14 Novembre 2009 , Rédigé par Frédéric Delorca Publié dans #Ecrire pour qui pour quoi

Les petits salons se vantent d'échapper aux hiérarchies des prix littéraires. Pourtant l'égalitarisme n'y est que de façade. Exemple de celui où j'étais cet après-midi.

Nous étions 4 à attendre le minibus à la gare RER (sur les 50 auteurs invités). Nous ne nous connaissions pas. Une femme et trois hommes. Dans le minibus, la femme - qui publie chez un petit éditeur, mais diffusé par le Seuil... - me dit "comment ça, vous ne restez pas pour diner ? mais si vous avez le prix ça la fichera mal". Elle a déjà songé au fait qu'on ne peut partir après le prix, ce qui ne m'a pas effleuré - et pour cause : je n'ai jamais pensé avoir el prix.

● **CONSIGNE**:
Relevez tous les nombres écrits en chiffres dans le billet sur les petits salons littéraires, dans l'ordre où ils apparaissent.

● **DONNÉES**:
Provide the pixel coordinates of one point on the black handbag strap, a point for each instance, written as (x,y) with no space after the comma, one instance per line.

● **RÉPONSE ATTENDUE**:
14, 2009, 4, 50